DATA SECTION
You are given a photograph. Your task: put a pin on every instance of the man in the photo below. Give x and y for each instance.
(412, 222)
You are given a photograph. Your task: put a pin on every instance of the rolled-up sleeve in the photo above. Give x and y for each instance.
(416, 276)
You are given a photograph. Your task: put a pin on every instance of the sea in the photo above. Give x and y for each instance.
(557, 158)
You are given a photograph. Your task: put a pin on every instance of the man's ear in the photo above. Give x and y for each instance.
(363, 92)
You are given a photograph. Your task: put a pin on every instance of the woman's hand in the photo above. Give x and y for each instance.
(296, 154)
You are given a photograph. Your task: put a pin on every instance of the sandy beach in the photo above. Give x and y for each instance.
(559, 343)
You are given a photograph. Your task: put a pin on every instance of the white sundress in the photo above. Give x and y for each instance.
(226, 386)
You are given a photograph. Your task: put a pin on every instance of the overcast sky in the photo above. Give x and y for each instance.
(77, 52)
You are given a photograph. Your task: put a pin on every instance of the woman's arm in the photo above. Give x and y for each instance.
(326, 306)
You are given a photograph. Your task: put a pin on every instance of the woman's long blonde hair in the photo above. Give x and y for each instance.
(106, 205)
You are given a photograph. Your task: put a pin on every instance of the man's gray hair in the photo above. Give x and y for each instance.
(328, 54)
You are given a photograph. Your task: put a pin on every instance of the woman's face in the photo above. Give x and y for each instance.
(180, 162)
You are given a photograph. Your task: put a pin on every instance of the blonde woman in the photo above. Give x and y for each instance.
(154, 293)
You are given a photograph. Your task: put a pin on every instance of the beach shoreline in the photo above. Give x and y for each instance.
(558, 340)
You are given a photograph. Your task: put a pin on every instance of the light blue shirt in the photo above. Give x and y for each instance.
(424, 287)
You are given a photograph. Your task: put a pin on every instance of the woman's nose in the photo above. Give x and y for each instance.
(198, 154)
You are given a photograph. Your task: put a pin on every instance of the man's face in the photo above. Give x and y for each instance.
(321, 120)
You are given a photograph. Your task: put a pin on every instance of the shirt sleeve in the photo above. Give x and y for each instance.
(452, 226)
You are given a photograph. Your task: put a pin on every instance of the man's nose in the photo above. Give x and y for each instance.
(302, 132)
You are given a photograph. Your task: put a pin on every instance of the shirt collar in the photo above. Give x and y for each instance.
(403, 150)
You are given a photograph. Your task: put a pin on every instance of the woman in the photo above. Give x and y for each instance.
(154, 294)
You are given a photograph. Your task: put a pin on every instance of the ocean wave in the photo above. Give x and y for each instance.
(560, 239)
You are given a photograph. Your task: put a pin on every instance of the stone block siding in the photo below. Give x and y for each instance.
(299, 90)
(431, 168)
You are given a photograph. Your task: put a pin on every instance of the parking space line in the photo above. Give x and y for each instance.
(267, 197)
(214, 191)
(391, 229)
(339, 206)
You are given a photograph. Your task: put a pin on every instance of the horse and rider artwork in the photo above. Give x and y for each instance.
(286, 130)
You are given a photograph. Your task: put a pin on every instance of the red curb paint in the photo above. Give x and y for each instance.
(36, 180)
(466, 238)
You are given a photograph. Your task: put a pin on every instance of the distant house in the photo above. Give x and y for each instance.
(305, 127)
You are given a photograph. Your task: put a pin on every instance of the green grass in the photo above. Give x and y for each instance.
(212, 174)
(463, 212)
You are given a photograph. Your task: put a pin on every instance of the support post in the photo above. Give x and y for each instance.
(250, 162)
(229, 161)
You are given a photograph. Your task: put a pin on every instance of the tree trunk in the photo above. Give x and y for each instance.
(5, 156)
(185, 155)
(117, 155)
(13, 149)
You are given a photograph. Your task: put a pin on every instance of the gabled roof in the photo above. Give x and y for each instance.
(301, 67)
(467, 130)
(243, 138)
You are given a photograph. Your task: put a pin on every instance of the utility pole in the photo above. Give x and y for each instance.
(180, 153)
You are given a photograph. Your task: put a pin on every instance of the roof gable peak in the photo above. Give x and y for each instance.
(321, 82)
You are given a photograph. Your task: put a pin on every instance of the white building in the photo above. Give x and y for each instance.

PROBLEM DESCRIPTION
Please restate the data word for word, every record included.

SOLUTION
You are given a photograph. Your task: put a pin on every instance of the man in the photo below. Give x and y for each instance.
(412, 222)
You are given a photograph. Your task: put a pin on every instance of the rolled-up sleeve in the photo above. Give x and y for each instance.
(416, 276)
You are given a photograph. Your task: put a pin on every instance of the sea in the photo above. Give x and y for each instance.
(557, 158)
You are given a photograph. Your task: put a pin on every instance of the man's ear in the photo above. Give x and y for each instance.
(363, 92)
You are given a photograph. Your task: put a pin on every instance of the woman's hand in the photo above. Give x and y for each instance.
(296, 154)
You are given a photograph. Your task: put a pin on every instance of the sandy beach in the photo above. Give x and y for each instance.
(559, 343)
You are given a photograph. Your task: put a pin on every instance of the white sundress in the photo above. Give x and y for each instance.
(226, 386)
You are given a photograph. Your task: put a pin on every instance of the overcast sky in the photo above. Give x and y for each instance.
(77, 52)
You are given a photograph. Your task: put a pin on every instance of the woman's arm in the photo above. Give x and y for each instance.
(326, 306)
You are given a photograph. Your task: put a pin on every instance of the woman's long blonde hair in the photo above. Give x and y for each instance.
(106, 205)
You are given a photograph. Your task: put a pin on every instance of the man's gray hair in the photo above. Give x and y for each instance.
(328, 54)
You are given a photograph. Your task: put a pin on every instance of the woman's face in the photo above. Give x and y for each instance.
(180, 162)
You are given a photograph. Your task: put a pin on every instance of the blonde woman in the photo above. Give x and y for each instance.
(154, 293)
You are given a photograph. Your task: put a pin on every instance of the beach shoreline in the photo above. Give x and y for each instance.
(558, 340)
You are given a photograph. Your task: put a pin on every instance of the light blue shirt in the photo above. Give x and y for each instance.
(424, 287)
You are given a photograph. Your task: put a pin on every instance of the woman's nose in the photo above. Give x and y for each instance.
(198, 154)
You are given a photograph. Your task: put a pin on every instance of the man's face in the photo above. Give x and y for each instance.
(321, 120)
You are given a photograph. Your task: put a pin on every instance of the shirt sleeve in the photo above. Give x and y for each instance.
(452, 226)
You are given a photograph. Your task: put a pin on every instance of the man's nose in the photo above. Give x and y for each instance.
(302, 132)
You are given a photograph. Your task: put a pin on every instance of the shirt collar in the photo above. Give x and y for each instance.
(403, 150)
You are given a photograph. Your task: put a pin on every instance of the woman in the photo above. Give x and y for each instance.
(154, 294)
You are given a photograph. Your task: put a pin on every instance of the ocean wave in the photo above. Give x and y for each instance.
(560, 239)
You are given a photograph. Your task: put a pin on every instance of the stone block siding in the photo below. Give x and y for each instance.
(299, 90)
(431, 168)
You are given a photograph. Your task: put a pin on every instance of the parking space line in the photo above. Give x and y for each instance.
(267, 197)
(214, 191)
(391, 229)
(339, 206)
You are given a photograph. Your task: put a pin on every instance of the horse and rider artwork in the photo above. Give x and y for each instance.
(286, 130)
You are given a photograph. Your task: put a pin on every instance of the red curb paint in the photo above. Give x and y for each instance.
(36, 180)
(466, 238)
You are given a photograph. Your task: put a pin on every instance of the distant house in the photo above. Give x and y for each instance.
(305, 127)
You are given a photograph. Your task: put a pin on every instance of the green grass in the photo above. Give x and y for each instance.
(212, 174)
(463, 212)
You are given a photograph. Your task: put a pin on every instance of the support post in the photo above. Give x and y for each instance.
(250, 162)
(229, 161)
You are given a photograph. Your task: put a pin on every instance of the tree trunk in the photo above. Give x and y for each instance.
(5, 156)
(185, 155)
(117, 155)
(13, 149)
You are given a photograph. Your task: put a pin on every instance of the gabled roof in the photo above. Give x and y for each instance.
(301, 67)
(467, 130)
(243, 138)
You are given a photograph. Your task: put a pin on every instance of the utility pole in the photo above. Give x and y for each instance.
(180, 153)
You are given a photograph. Your task: put a pin on every instance of the roof gable peak in the photo above. Give x and y for each instance.
(321, 82)
You are given a photograph. Your task: put a pin on every instance of the white building in the photo above. Give x and y for each instance.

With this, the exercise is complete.